■ EXERCISE DESCRIPTION: Look through the data that follows and copy each line with the string "below".

■ Natural-language object grounding data:
++++++++++++++++++++

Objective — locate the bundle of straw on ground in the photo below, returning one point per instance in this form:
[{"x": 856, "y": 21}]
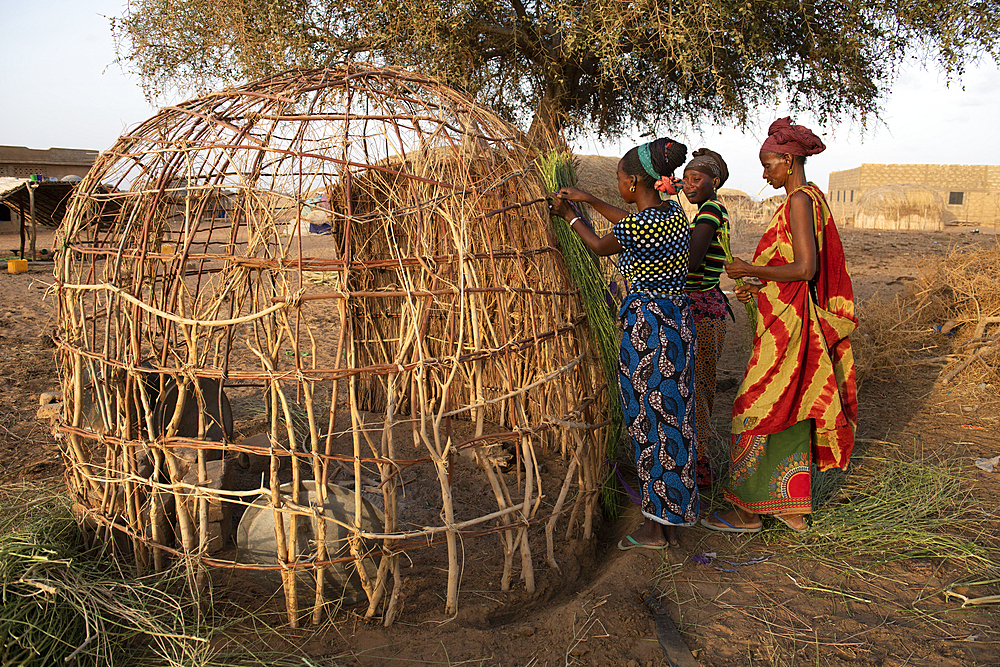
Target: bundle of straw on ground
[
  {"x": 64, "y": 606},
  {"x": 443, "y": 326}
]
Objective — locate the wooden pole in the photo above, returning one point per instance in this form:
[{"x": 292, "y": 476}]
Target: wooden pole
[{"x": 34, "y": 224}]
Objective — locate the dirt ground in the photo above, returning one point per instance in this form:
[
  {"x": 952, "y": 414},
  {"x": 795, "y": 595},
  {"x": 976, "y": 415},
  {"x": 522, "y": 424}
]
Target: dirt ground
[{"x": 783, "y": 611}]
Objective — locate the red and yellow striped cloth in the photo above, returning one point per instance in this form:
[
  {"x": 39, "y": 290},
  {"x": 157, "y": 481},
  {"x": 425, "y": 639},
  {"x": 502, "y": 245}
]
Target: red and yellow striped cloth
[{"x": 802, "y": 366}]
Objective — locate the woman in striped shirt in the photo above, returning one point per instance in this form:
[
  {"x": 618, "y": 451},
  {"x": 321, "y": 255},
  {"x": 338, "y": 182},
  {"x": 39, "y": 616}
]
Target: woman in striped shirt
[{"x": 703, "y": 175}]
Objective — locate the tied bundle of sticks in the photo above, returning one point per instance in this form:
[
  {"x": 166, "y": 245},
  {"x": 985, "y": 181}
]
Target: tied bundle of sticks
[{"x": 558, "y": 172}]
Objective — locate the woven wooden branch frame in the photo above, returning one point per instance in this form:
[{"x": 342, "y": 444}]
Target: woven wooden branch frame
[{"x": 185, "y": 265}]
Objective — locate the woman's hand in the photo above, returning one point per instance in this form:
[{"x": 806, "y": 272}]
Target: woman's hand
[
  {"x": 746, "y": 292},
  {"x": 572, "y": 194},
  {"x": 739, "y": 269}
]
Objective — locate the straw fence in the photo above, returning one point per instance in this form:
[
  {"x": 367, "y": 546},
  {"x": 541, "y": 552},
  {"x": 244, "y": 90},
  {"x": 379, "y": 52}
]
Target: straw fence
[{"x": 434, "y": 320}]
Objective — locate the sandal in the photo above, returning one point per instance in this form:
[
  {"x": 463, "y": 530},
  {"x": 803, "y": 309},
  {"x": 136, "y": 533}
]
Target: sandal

++++++++++++++++++++

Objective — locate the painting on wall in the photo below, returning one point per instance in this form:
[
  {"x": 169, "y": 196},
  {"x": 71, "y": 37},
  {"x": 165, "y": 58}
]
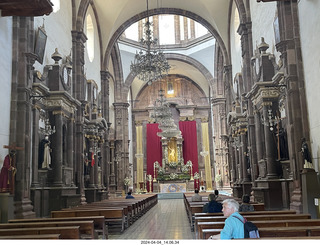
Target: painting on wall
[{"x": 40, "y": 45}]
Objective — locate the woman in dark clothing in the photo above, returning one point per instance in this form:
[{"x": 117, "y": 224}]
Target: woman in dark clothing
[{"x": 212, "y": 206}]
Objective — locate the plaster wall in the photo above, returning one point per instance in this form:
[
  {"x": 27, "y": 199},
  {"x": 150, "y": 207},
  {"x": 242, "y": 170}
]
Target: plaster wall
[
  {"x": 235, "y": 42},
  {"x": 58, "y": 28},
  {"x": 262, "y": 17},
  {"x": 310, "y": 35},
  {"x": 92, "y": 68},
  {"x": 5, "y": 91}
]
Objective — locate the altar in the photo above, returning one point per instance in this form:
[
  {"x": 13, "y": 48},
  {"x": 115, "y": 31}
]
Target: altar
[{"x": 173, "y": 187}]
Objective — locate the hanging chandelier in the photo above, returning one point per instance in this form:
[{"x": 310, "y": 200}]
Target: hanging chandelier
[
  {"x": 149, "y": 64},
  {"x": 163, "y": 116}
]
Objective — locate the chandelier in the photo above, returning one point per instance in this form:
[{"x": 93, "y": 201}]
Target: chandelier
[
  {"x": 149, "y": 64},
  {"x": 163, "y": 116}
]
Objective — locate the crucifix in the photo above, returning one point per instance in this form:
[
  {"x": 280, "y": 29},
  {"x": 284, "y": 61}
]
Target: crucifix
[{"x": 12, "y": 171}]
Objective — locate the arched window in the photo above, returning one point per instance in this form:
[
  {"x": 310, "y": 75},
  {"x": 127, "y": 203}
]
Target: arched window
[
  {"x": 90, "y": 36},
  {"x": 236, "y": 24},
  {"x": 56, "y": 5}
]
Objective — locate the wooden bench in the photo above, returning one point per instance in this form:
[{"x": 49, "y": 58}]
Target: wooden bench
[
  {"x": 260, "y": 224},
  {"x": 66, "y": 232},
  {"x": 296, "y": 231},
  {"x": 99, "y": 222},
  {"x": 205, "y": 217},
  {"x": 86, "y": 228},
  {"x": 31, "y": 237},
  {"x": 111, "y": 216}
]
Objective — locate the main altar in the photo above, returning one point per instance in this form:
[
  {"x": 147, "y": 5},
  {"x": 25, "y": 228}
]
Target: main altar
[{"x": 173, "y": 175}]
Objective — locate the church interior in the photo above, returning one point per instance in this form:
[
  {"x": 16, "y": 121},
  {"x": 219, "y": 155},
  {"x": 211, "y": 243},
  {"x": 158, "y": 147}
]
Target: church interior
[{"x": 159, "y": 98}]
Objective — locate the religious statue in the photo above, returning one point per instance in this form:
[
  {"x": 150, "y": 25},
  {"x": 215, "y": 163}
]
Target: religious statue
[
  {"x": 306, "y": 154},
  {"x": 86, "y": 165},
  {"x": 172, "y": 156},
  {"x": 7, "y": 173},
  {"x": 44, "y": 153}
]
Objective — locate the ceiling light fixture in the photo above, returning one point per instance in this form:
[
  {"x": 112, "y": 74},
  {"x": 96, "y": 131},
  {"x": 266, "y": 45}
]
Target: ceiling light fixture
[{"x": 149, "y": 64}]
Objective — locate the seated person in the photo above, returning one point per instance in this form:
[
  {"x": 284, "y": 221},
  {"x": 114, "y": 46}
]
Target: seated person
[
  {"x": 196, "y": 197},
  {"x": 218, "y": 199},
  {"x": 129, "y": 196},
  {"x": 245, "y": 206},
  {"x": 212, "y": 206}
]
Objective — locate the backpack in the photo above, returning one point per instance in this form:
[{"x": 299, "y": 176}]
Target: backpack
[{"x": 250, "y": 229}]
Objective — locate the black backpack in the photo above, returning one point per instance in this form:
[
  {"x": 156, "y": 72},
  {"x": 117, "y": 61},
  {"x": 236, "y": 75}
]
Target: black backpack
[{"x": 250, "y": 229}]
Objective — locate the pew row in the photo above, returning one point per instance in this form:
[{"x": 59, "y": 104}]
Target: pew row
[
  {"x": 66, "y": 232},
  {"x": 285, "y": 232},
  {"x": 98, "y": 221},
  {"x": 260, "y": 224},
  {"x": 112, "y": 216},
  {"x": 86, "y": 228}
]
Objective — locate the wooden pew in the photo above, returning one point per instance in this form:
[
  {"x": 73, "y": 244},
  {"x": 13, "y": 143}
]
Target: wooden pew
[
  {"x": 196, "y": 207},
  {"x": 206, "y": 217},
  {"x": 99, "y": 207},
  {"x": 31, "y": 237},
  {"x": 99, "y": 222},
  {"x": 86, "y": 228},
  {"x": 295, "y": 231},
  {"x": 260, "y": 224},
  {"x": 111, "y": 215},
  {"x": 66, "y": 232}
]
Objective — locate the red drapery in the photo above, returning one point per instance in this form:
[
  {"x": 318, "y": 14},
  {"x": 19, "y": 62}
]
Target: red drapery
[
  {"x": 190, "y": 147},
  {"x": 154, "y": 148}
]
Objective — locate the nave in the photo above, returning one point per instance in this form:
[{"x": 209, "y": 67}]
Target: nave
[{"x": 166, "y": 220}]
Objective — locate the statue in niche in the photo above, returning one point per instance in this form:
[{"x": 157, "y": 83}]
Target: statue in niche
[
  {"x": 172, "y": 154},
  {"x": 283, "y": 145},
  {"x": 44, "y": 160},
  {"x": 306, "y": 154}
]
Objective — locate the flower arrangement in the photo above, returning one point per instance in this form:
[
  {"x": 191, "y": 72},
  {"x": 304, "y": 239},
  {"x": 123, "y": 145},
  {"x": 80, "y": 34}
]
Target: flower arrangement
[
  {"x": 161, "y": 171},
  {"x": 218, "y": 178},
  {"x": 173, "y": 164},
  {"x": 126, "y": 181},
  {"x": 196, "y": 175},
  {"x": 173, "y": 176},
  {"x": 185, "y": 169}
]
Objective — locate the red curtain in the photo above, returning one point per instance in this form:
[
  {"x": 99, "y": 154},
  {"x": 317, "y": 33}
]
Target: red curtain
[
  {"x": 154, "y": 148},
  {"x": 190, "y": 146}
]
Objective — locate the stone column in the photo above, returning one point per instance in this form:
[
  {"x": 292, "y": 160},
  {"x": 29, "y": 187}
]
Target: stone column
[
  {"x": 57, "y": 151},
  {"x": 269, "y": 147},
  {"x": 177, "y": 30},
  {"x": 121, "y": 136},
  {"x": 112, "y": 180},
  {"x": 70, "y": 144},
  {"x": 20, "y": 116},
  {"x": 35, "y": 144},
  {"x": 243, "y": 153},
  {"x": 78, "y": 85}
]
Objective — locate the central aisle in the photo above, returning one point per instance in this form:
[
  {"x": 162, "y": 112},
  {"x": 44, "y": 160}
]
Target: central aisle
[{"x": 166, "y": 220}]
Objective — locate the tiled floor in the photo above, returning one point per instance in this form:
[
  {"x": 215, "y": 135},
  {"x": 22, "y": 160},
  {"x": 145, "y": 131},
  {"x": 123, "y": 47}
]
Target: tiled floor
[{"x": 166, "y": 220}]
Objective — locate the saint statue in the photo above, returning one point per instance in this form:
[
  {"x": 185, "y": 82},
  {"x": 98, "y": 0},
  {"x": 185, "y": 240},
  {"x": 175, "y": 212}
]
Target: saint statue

++++++++++++++++++++

■ TASK OUTPUT:
Objective — locate the bundle of straw on ground in the photo below, returning one point per instance in this form:
Objective — locate the painting on wall in the photo below, returning one point per instance in this form:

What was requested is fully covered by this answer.